* **Data listing**
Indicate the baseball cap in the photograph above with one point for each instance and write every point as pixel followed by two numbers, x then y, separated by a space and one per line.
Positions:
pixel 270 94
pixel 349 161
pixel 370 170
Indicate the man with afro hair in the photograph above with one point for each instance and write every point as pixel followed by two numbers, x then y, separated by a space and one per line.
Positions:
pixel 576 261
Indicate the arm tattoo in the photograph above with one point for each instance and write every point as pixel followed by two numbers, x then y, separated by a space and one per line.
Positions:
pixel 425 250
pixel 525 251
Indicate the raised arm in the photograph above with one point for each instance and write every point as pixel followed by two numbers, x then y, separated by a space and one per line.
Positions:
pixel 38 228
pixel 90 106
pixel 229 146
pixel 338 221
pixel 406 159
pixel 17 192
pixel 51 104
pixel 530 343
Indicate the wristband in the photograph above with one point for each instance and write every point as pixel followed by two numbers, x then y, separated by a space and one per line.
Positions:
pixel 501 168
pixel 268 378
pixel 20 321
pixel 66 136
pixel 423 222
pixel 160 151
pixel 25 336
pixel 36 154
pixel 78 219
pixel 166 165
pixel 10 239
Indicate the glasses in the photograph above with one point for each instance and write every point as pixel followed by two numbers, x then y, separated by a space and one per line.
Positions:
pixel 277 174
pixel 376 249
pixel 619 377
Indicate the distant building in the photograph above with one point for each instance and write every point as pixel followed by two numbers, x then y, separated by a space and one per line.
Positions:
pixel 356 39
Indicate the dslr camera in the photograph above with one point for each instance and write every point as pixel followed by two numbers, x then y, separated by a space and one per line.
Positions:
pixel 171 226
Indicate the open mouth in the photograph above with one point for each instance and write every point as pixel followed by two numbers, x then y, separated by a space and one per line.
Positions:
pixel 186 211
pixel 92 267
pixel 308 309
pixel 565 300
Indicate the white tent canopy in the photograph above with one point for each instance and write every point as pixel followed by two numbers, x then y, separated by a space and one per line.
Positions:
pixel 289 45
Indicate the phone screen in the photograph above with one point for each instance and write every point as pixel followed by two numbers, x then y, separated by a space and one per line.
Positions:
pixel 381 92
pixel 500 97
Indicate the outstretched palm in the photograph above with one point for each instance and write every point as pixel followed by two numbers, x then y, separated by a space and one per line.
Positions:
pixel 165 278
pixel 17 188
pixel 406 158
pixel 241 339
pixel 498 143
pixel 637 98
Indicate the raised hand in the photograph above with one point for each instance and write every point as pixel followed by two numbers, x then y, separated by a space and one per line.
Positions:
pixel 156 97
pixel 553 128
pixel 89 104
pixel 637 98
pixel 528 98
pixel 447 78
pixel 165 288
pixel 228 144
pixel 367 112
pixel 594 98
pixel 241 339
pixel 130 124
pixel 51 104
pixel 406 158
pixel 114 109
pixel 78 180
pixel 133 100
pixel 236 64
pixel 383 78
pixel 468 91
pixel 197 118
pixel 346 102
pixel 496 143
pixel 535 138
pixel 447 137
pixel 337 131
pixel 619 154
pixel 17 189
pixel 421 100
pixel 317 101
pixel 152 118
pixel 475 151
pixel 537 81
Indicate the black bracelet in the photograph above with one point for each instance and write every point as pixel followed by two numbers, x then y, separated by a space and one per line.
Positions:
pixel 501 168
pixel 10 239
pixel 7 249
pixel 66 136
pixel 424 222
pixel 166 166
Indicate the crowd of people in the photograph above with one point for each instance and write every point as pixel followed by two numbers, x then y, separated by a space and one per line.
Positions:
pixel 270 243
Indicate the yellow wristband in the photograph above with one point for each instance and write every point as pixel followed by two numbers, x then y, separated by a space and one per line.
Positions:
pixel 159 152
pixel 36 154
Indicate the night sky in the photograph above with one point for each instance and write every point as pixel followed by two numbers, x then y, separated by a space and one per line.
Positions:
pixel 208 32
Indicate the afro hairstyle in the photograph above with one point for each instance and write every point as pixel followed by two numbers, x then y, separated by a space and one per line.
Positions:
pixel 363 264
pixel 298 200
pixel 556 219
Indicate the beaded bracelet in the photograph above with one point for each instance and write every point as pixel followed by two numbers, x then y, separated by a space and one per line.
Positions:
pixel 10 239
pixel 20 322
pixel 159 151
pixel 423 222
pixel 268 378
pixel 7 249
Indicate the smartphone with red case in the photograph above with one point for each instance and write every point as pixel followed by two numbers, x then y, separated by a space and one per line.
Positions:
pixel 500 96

* **Prompt**
From the entries above, extract each line containing "bracelet".

* **Expected output**
Indicate the black bracelet in the photograph above with one point for each instance and write every point as pixel followed by two numbers, x then y, separated by a space and one per line.
Indicate the beaded bracelet in the photograph above with one point for each instance and write every point as pixel followed by two numbers, x then y, separated by a space and one per line.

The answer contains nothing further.